DOCUMENT EXTRACT:
Section 2 presents the SPA design and manufacturing process. In Section 3, the RSM for evaluating the predictive model is discussed. Section 4 describes the bioinspired scorpion tail SPA and the experimental validation of the proposed model. Section 5 concludes the article.

2. Materials and Methods

The conceived SPA was made of a silicone rubber inner tube, an external TPU reinforcement, a PLA connector, an M5 pneumatic fitting, and a plastic clamp. The reinforcement has a hollow cylindrical geometry with one or more joints realized by cuts. A joint is made by one or more cuts that guide the deformation of the inner tube when it is pressurized. Between two consecutive cuts, there is a full ring of reinforcement. As shown in Figure 1a, the first cut is necessary to apply the plastic clamp to grip the silicone tube on the connector and the gauze itself on the tube. Instead, the hole circled in green only facilitates mounting the reinforcement on the tube.

The cut with the following ring of material creates a segment, and more cuts introduce geometric asymmetry of the reinforcement since they are characterized by a length and an angular development, as shown in Figure 1b. Such an asymmetry causes the bending of the SPA. Indeed, the lower side of the reinforcement, indicated in the same figure, shows higher stiffness and thus prevents longitudinal elongation, while the diametrically opposite side of the cuts elongates more.

The most influential factors of the SPA are the feeding pressure (P), the length of the segment (L), the ratio (R) between the open sector length (Lo) and the total length of the segment (L), and the angular closure of the cut (Θ), just as is demonstrated in previous work [10]. In Figure 1c, the main geometric factors of the reinforcement are shown; Figure 1d reports the construction dimensions of the SPA.

Each combination of these factors results in different SPA bending angle behaviors. The latter, in addition to the previously presented non-linearities, make the mechanical design of the actuator difficult. An RSM was used to identify a predictive model and minimize the material and time required. Therefore, a single inner tube with different outer reinforcements was made to evaluate the influence of various parameters on the bending angle. In the following, a description of how the SPA components were made is reported.

The external reinforcement in Figure 2a was prototyped in TPU by a Qidi i-fast 3D printer. The geometry was created in Solid Edge 2024 and then exported to Qidi print slicing software to set the printing parameters. A low printing speed of 40 mm/s and an inner and outer wall speed of 20 mm/s were used with an extruder temperature of 220 °C to avoid warping. The filling percentage was set at 100% according to a concentric configuration. The outer diameter, inner diameter, and reinforcement thickness were set to 28, 24, and 2 mm, respectively. These dimensions ensure strength and assembly with slight interference with the inner tube. The reinforcement has six segments in the central part. Each reinforcement sector has a length, L, equal to the sum of the lengths of the open (Lo) and closed (L_C) sectors.

DATA LISTING:
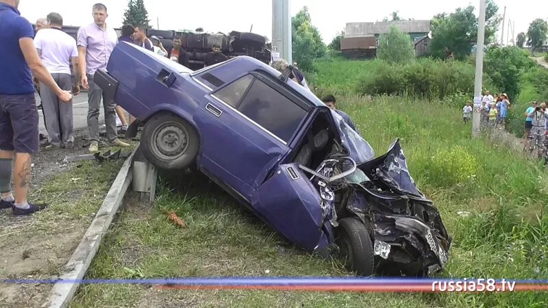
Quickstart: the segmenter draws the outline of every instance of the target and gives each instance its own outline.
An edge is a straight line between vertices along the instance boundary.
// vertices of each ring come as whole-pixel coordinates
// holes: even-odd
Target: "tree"
[[[303,8],[291,19],[291,28],[293,58],[299,63],[299,68],[312,70],[314,59],[323,56],[326,47],[320,31],[312,24],[307,7]]]
[[[149,13],[145,8],[143,0],[129,0],[127,3],[127,10],[124,12],[124,25],[141,25],[150,28]]]
[[[519,94],[519,81],[523,72],[534,67],[529,53],[517,47],[489,49],[484,60],[484,71],[493,84],[506,92],[512,100]]]
[[[393,25],[379,38],[377,57],[389,63],[407,63],[415,57],[411,38]]]
[[[519,48],[523,48],[523,44],[525,43],[526,40],[527,36],[525,36],[525,34],[524,32],[519,33],[516,40],[516,46]]]
[[[487,0],[486,8],[485,42],[495,40],[501,17],[499,7],[493,0]],[[459,8],[449,15],[436,15],[431,22],[432,40],[429,44],[430,53],[435,57],[454,57],[462,60],[469,55],[471,45],[477,41],[477,18],[474,7]]]
[[[340,39],[344,37],[345,30],[342,30],[338,33],[336,36],[333,38],[333,40],[327,45],[327,49],[331,50],[340,50]]]
[[[541,18],[536,18],[529,25],[527,42],[535,49],[543,46],[548,34],[548,23]]]

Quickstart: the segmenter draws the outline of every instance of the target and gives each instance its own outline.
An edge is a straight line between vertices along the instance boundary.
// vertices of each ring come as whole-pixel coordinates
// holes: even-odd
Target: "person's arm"
[[[32,42],[32,38],[25,37],[20,38],[19,47],[21,49],[25,60],[32,70],[33,75],[40,81],[49,86],[62,101],[70,101],[72,99],[71,93],[59,88],[51,75],[47,71],[44,64],[42,64],[42,61],[40,60],[38,53],[36,51],[36,49]]]

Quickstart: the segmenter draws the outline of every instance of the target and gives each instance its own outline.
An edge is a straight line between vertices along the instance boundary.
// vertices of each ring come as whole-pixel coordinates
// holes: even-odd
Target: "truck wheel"
[[[142,129],[142,154],[164,170],[182,170],[194,164],[199,148],[196,129],[171,112],[153,116]]]
[[[336,244],[347,268],[360,276],[372,275],[375,258],[367,228],[354,218],[341,219],[338,223]]]

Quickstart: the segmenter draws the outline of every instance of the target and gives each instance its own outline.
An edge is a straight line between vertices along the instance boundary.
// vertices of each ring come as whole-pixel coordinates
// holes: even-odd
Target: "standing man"
[[[152,42],[147,38],[146,31],[147,28],[144,25],[138,25],[135,26],[135,34],[134,34],[135,43],[147,50],[154,51]]]
[[[212,51],[206,55],[206,60],[203,60],[203,67],[208,67],[228,60],[228,57],[221,52],[221,46],[219,44],[214,44],[212,49]]]
[[[345,120],[345,123],[346,123],[347,125],[350,127],[350,128],[360,134],[360,133],[358,131],[358,129],[356,128],[353,122],[352,122],[352,120],[350,118],[350,116],[347,114],[346,112],[337,109],[337,100],[335,99],[335,97],[329,94],[325,97],[321,101],[323,102],[323,103],[327,105],[327,107],[336,112],[338,115],[340,116],[343,120]]]
[[[63,32],[63,18],[58,13],[47,16],[49,29],[43,29],[36,34],[34,46],[44,66],[55,83],[63,90],[73,90],[73,94],[79,92],[80,80],[78,69],[78,49],[76,40]],[[73,63],[72,79],[71,62]],[[61,101],[51,88],[40,83],[42,89],[44,122],[47,127],[49,145],[47,149],[74,146],[73,134],[73,101]]]
[[[0,0],[0,209],[28,215],[44,208],[27,201],[32,154],[38,153],[38,113],[32,75],[51,88],[62,101],[72,95],[55,84],[34,48],[34,30],[21,16],[19,0]],[[12,161],[15,197],[12,193]]]
[[[168,57],[170,60],[178,62],[179,64],[188,67],[188,54],[182,47],[181,38],[175,37],[173,38],[173,47],[169,53]]]
[[[99,108],[101,97],[109,144],[121,147],[127,147],[129,144],[118,139],[114,98],[109,97],[93,82],[93,75],[97,70],[106,70],[108,59],[118,42],[118,38],[116,31],[107,27],[105,20],[108,14],[105,5],[94,5],[92,12],[94,23],[78,29],[78,64],[82,86],[88,89],[88,129],[91,141],[89,151],[95,153],[99,151]]]

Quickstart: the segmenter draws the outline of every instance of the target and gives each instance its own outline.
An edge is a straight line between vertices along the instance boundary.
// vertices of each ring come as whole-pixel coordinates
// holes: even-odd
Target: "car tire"
[[[143,155],[157,168],[184,170],[195,164],[200,140],[187,121],[171,112],[160,112],[147,121],[141,143]]]
[[[343,218],[338,223],[336,244],[346,268],[359,276],[372,275],[375,257],[367,227],[355,218]]]

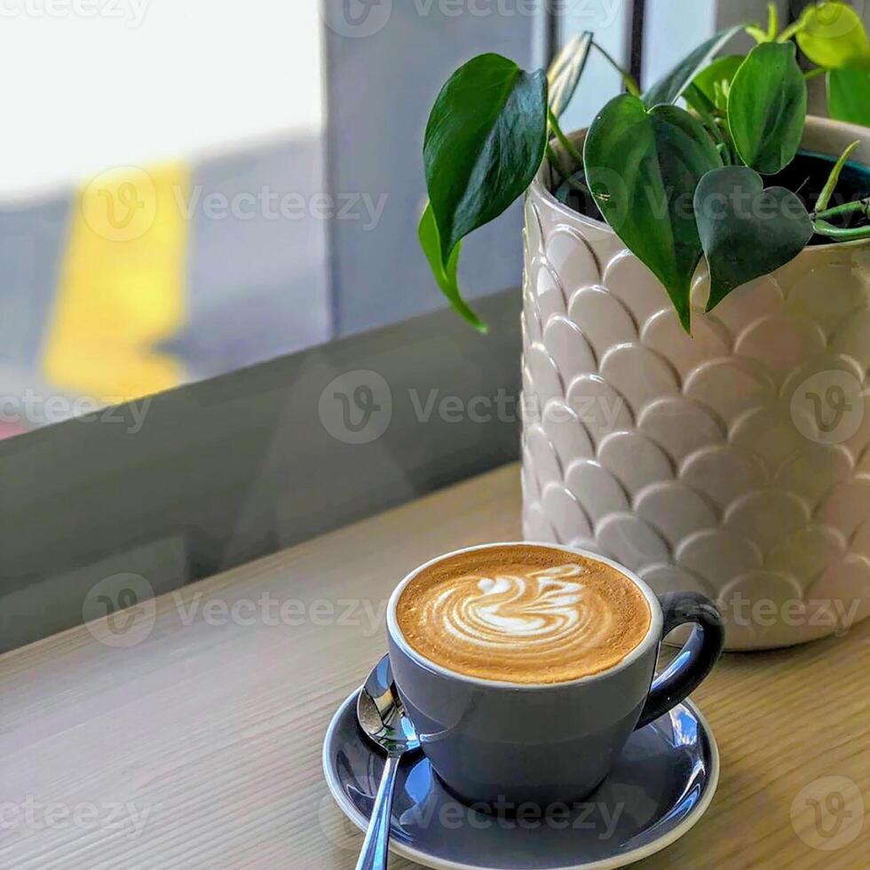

OBJECTIVE:
Answer these questions from the actuator text:
(a) What material was the external reinforcement prototyped in?
(b) What extruder temperature was used for printing?
(c) How many segments does the reinforcement have in its central part?
You do not need the items for this.

WRITTEN SOLUTION:
(a) TPU
(b) 220 °C
(c) Six